_INPUT DATA:_
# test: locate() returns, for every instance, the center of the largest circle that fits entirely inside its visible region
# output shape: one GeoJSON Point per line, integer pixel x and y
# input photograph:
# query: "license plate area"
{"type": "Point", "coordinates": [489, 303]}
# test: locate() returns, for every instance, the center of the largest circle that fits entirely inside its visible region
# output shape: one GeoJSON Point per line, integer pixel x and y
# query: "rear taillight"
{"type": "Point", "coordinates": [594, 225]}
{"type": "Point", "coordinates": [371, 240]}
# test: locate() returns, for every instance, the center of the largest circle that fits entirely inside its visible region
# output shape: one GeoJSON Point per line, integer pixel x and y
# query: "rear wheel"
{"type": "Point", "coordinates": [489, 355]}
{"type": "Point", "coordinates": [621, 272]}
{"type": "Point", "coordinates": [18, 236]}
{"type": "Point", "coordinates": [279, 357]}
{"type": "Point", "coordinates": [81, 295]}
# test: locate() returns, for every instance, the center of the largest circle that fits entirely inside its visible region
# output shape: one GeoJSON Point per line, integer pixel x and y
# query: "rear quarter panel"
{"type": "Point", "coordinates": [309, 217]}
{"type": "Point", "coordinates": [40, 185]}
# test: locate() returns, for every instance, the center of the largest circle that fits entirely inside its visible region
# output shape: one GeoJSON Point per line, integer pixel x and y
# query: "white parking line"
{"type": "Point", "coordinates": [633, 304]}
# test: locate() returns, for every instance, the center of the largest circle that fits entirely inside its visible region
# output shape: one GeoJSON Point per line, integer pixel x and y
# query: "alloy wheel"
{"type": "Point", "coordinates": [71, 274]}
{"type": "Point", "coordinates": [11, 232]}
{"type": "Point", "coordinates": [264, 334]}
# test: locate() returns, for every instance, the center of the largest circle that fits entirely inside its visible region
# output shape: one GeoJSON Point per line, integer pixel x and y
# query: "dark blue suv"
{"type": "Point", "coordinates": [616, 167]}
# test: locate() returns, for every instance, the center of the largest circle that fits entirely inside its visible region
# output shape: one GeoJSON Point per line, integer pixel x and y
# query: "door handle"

_WHAT IS REQUIRED:_
From the first line to the last, return the listing exactly.

_RESULT OF THIS EXERCISE:_
# test: locate() returns, for every instance, the center of the largest circle that fits entirely inside its visible region
# output shape: one GeoJSON Point per line, integer pixel x and y
# input photograph:
# query: "license plate area"
{"type": "Point", "coordinates": [489, 303]}
# test: locate() returns, for every instance, the center of the largest circle that fits entirely inside its visible region
# output shape: one GeoJSON Point per line, integer pixel x and y
# query: "rear taillight"
{"type": "Point", "coordinates": [594, 225]}
{"type": "Point", "coordinates": [371, 240]}
# test: locate() returns, for every instance, the center of the largest circle that fits entirely inside its visible region
# output shape: one GeoJSON Point per line, integer pixel x and y
# query: "rear wheel"
{"type": "Point", "coordinates": [489, 355]}
{"type": "Point", "coordinates": [621, 272]}
{"type": "Point", "coordinates": [18, 236]}
{"type": "Point", "coordinates": [279, 357]}
{"type": "Point", "coordinates": [81, 295]}
# test: locate() returns, for every instance, the center of the largest circle that fits entirely inside its visible region
# output shape: one GeoJSON Point per line, integer pixel x and y
# query: "rear quarter panel"
{"type": "Point", "coordinates": [309, 217]}
{"type": "Point", "coordinates": [40, 185]}
# test: locate() returns, for every instance, the center of the largest circle that fits entirely inside its visible region
# output shape: one GeoJSON Point per line, integer pixel x and y
# query: "white parking line"
{"type": "Point", "coordinates": [633, 304]}
# test: locate() returns, for every instance, the center of the largest circle that fits entirely inside its visible region
# output shape: one GeoJSON Point per line, integer pixel x and y
# query: "alloy wheel"
{"type": "Point", "coordinates": [71, 274]}
{"type": "Point", "coordinates": [11, 232]}
{"type": "Point", "coordinates": [264, 334]}
# test: locate() returns, for every instance, the center of the largest circle that fits entirely inside its visible region
# output shape: one GeoJSON Point per line, integer pixel x and y
# query: "dark blue suv"
{"type": "Point", "coordinates": [616, 167]}
# test: locate() returns, for every instance, the center of the largest circle that fits entirely inside its visible region
# output shape: one GeoJSON Point per line, integer pixel x and y
# query: "door handle"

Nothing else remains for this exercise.